TRY IT: In the entries below, find the line containing "Target: bare tree" and the line containing "indicate the pallet". Copy those two lines and everything between them exactly, and only that.

DATA FOR THIS TASK:
□ □ □ □ □ □ □

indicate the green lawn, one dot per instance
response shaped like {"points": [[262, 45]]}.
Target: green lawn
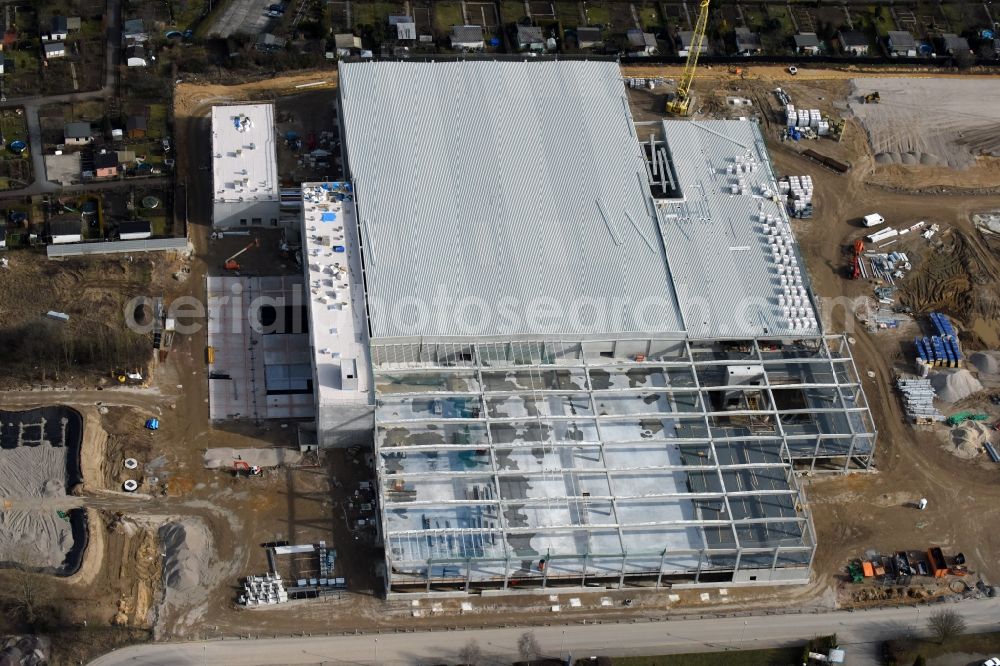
{"points": [[567, 13], [12, 126], [447, 14], [598, 14], [649, 17], [776, 657], [187, 12], [511, 11], [156, 124], [906, 651]]}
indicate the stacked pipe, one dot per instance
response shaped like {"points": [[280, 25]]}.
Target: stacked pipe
{"points": [[939, 350], [918, 399]]}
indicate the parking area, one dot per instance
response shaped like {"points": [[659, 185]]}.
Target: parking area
{"points": [[246, 17]]}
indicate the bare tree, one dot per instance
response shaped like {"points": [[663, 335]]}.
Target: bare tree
{"points": [[527, 646], [471, 654], [946, 623]]}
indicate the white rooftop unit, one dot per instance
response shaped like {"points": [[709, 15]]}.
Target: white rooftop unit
{"points": [[244, 166]]}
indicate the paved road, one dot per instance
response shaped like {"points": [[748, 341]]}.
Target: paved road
{"points": [[860, 632], [31, 105]]}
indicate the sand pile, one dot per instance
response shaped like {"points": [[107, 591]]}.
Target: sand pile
{"points": [[987, 363], [955, 385], [222, 458], [966, 441], [35, 536], [187, 545]]}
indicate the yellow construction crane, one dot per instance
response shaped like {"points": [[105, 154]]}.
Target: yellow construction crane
{"points": [[682, 99]]}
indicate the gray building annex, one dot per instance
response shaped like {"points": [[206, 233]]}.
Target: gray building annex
{"points": [[594, 353]]}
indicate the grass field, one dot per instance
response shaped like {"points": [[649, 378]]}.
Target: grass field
{"points": [[907, 651], [598, 14], [776, 657], [374, 13]]}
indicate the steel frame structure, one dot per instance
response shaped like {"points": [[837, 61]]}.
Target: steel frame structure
{"points": [[735, 513]]}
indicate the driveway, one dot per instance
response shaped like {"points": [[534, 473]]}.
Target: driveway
{"points": [[859, 632]]}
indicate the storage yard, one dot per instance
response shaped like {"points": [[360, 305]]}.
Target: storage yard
{"points": [[208, 515]]}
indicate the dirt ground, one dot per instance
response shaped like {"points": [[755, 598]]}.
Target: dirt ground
{"points": [[122, 579], [95, 342]]}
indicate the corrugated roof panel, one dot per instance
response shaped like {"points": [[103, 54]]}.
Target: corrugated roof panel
{"points": [[493, 194], [721, 257]]}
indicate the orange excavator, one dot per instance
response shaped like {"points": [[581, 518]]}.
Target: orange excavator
{"points": [[231, 264], [859, 248]]}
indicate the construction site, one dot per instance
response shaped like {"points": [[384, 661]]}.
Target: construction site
{"points": [[802, 416]]}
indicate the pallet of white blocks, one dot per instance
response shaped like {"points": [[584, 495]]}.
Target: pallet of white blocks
{"points": [[263, 590], [918, 400]]}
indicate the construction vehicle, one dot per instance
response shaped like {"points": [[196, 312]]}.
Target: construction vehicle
{"points": [[231, 264], [244, 466], [859, 249], [680, 104]]}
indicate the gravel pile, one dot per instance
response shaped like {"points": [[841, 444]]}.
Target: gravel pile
{"points": [[187, 547], [955, 385]]}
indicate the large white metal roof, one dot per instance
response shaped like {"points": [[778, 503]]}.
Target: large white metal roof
{"points": [[244, 165], [503, 199]]}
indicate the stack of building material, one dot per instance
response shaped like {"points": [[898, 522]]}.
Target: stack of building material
{"points": [[918, 400], [263, 590], [791, 117], [800, 191]]}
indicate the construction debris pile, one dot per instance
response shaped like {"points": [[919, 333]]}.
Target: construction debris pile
{"points": [[918, 400], [900, 567], [939, 350], [796, 193]]}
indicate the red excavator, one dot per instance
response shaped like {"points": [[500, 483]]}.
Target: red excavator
{"points": [[231, 264], [859, 248]]}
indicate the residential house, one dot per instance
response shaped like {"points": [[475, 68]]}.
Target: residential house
{"points": [[747, 42], [135, 126], [347, 43], [55, 50], [60, 30], [952, 44], [530, 38], [77, 134], [684, 39], [588, 37], [901, 43], [66, 229], [135, 56], [135, 230], [853, 42], [641, 42], [105, 164], [468, 37], [268, 42], [134, 31], [406, 28], [807, 43]]}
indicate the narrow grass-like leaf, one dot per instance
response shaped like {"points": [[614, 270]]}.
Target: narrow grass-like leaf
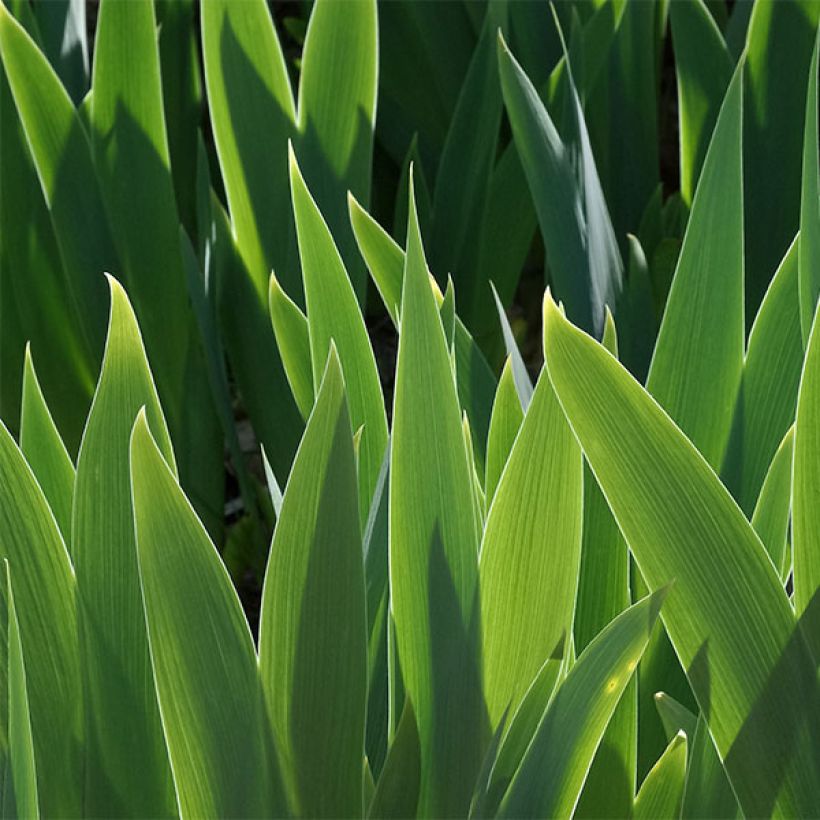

□ □ □ □ □ □ □

EXPECTED ANSWER:
Target: bare tree
{"points": [[527, 646], [471, 654], [946, 623]]}
indicate the white rooftop unit, one dot per instance
response shaped like {"points": [[709, 15]]}.
Target: white rooftop unit
{"points": [[244, 166]]}
indicate the paved road, one dot per instance
response shaped like {"points": [[748, 341]]}.
Target: paved road
{"points": [[860, 632], [31, 105]]}
indicate the sand pile, one dot per instance
response shaped like {"points": [[107, 591]]}.
Target: sand pile
{"points": [[987, 363], [955, 385], [222, 458], [966, 441], [35, 536], [187, 545]]}
indicate the yellow construction crane, one dot per instance
response shaped like {"points": [[105, 154]]}.
Target: yellow construction crane
{"points": [[682, 99]]}
indicate the gray building annex, one dot per instance
response shaped like {"points": [[206, 233]]}.
Target: gray building annex
{"points": [[594, 353]]}
indicate the grass field, one dot per instance
response shaped like {"points": [[649, 378]]}.
Target: grass field
{"points": [[907, 651], [598, 14], [776, 657], [374, 13]]}
indicate the steel frame structure, one dot per instance
response shaped like {"points": [[837, 61]]}.
Target: steel frame structure
{"points": [[735, 513]]}
indicate the driveway, one dot per instance
response shaped like {"points": [[534, 473]]}.
Target: driveway
{"points": [[859, 632]]}
indicate the storage yard, one dot per instance
response shaped like {"points": [[360, 305]]}.
Target: storage yard
{"points": [[208, 515]]}
indicate the dirt ground, one dot per instance
response shaped like {"points": [[755, 598]]}.
Target: dirt ground
{"points": [[122, 579], [95, 342]]}
indicate the corrugated roof panel, one dot per instance
response shaped like {"points": [[103, 54]]}.
Target: corrugated roof panel
{"points": [[493, 194], [721, 257]]}
indicate the orange excavator, one dot per instance
response shaped like {"points": [[581, 518]]}.
Target: orange excavator
{"points": [[231, 264], [859, 248]]}
indicate the construction site, one dot per instance
response shaped like {"points": [[384, 661]]}.
Target: construction site
{"points": [[802, 416]]}
indicate the pallet of white blocks, one dot per instance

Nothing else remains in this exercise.